**Document passage:**
-- Opening Marker --

SINGAPORE - The state coroner has called for stricter procedural safeguards when patients dependent on ventilation equipment are moved from one place to another, following a "medical misadventure" that led to the death of an elderly patient a year ago.
These include closely monitoring the patient and devices tracking his vital signs when he is placed on the equipment, instead of other "subsidiary" tasks, and retesting the machine on-site beforehand.
Neither had been done before Madam Ramasamy Krishnama, 83, went unresponsive while being transferred to Mount Elizabeth Novena hospital on the evening of July 8 last year.
Shortly after being moved from her Tan Tock Seng Hospital bed to an adjacent trolley and put on a portable ventilator, her level of oxygen saturation became "unrecordable" because a transfer team had failed to turn on an oxygen tank that was supplying the ventilator.
But the team first checked for other problems, as they assumed the tank had been switched on after hearing a gushing sound when the two pieces of equipment were connected.
Three to four minutes had passed before they realised this and flipped the switch.
Madam Ramasamy's condition did not improve even after the ventilator was turned to the maximum setting. She was moved back to her bed, where cardiopulmonary resuscitation was unsuccessfully attempted on her.

-- Closing Marker --

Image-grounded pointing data
-- Opening Marker --

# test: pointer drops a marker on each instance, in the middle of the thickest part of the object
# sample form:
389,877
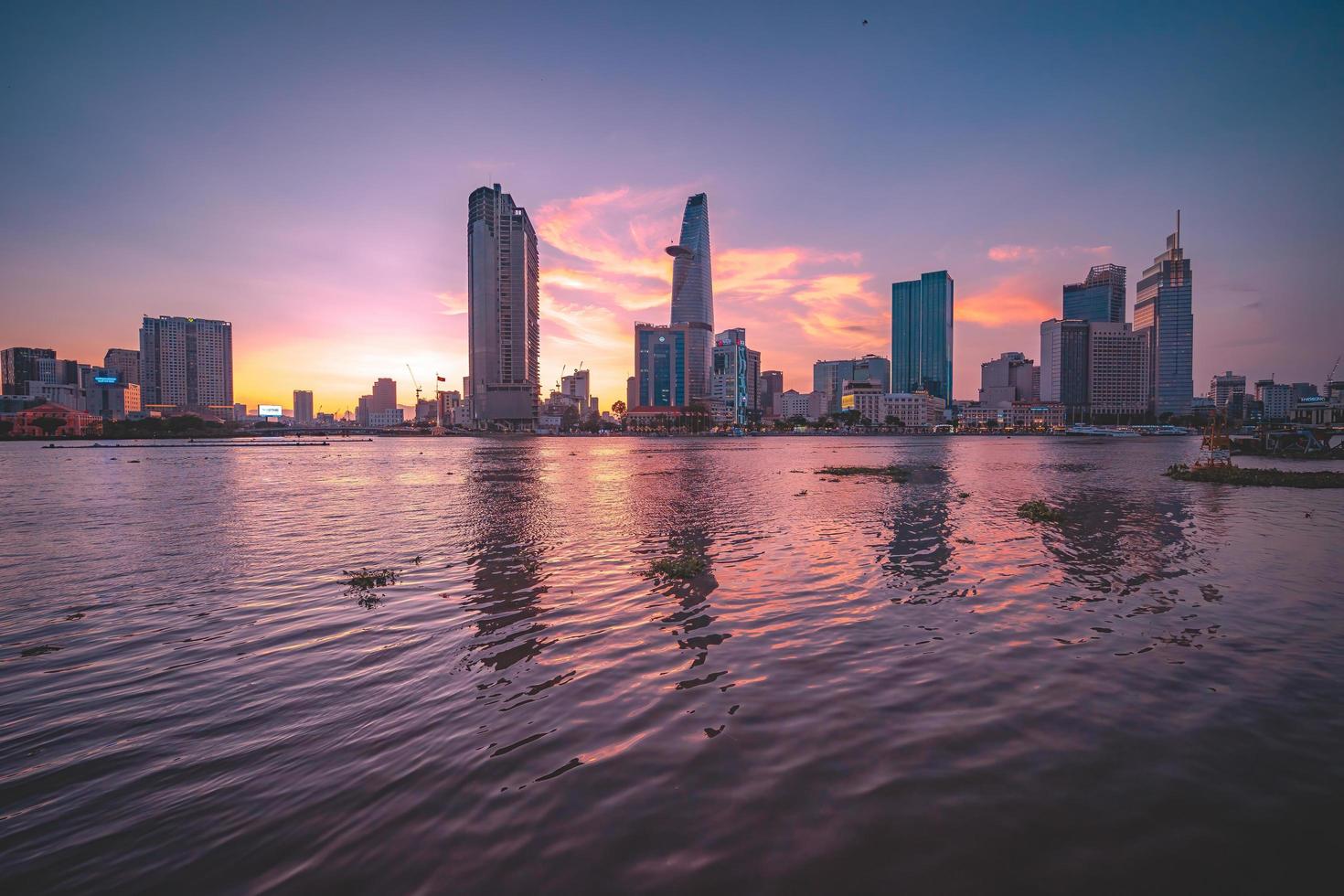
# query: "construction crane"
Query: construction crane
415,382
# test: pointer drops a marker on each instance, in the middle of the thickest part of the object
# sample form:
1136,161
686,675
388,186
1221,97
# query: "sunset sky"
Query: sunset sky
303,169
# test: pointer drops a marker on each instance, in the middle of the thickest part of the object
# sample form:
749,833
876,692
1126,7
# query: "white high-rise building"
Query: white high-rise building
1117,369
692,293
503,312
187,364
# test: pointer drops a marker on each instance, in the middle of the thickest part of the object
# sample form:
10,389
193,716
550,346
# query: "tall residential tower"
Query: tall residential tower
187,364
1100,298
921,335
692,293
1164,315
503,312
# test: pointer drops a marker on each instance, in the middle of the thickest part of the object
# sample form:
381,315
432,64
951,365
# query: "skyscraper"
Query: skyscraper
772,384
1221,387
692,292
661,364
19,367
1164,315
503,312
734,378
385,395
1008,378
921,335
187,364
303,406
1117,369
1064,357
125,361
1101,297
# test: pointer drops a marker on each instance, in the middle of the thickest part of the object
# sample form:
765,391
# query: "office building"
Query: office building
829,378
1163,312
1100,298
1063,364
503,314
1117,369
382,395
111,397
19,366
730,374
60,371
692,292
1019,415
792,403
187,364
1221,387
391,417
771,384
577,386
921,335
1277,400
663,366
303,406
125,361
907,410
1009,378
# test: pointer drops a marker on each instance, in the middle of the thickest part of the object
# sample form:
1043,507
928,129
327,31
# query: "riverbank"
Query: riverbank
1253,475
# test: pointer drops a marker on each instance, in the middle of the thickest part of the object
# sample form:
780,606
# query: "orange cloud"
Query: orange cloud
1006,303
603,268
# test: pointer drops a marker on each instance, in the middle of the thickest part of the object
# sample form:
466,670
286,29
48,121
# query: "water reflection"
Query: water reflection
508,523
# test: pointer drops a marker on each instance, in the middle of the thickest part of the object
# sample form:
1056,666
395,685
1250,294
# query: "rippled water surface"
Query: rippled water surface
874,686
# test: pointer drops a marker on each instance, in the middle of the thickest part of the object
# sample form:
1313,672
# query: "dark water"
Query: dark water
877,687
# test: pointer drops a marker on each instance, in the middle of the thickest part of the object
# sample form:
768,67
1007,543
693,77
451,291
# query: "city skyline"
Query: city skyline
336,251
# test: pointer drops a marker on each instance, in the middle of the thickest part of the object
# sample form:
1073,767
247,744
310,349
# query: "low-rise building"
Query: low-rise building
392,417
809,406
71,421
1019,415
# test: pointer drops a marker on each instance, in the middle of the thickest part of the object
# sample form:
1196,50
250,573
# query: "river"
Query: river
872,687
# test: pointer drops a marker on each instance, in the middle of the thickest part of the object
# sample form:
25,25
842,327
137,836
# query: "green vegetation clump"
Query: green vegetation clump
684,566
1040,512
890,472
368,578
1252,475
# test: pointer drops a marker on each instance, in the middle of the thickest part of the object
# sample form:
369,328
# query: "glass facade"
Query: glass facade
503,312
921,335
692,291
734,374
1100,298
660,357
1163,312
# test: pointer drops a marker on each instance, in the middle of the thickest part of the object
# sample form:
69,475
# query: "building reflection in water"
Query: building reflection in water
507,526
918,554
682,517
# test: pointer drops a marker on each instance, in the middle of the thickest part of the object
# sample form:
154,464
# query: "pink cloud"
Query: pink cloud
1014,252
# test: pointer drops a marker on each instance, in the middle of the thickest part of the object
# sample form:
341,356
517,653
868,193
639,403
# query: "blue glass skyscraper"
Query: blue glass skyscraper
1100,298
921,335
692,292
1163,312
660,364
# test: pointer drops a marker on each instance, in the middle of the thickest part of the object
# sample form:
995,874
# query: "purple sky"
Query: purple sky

-- Closing Marker --
-- Opening Marker --

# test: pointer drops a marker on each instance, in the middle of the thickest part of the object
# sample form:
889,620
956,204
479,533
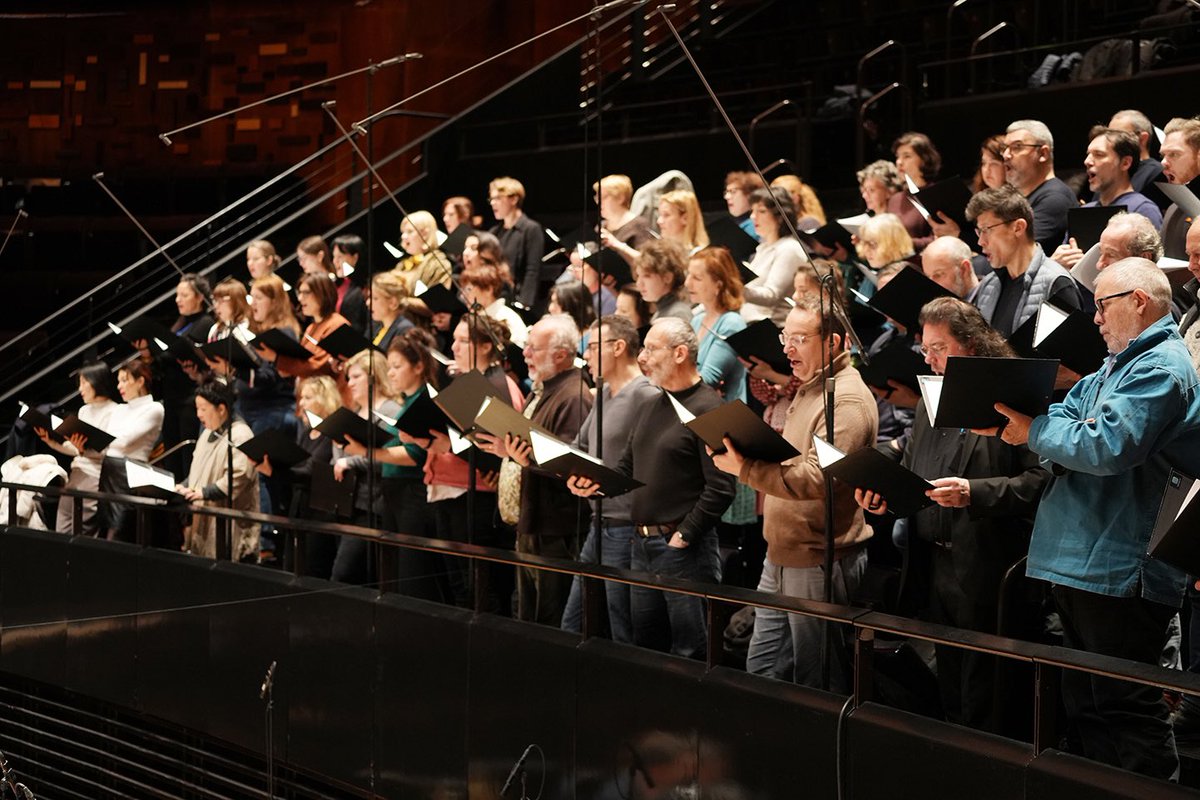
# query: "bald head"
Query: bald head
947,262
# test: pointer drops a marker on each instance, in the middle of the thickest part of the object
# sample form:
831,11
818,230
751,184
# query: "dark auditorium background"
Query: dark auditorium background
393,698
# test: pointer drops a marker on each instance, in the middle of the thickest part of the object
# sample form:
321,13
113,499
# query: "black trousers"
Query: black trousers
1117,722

-- Closing Marker --

**Activity 1:**
In the news report on the ventilator death, which hospital was Madam Ramasamy Krishnama being transferred to?
**Activity 2:**
According to the news report on the ventilator death, why did the transfer team look for other problems before switching on the oxygen tank?

**Response area 1:**
Mount Elizabeth Novena hospital.

**Response area 2:**
They heard a gushing sound when the tank and the ventilator were connected. From this, they assumed the tank had already been switched on.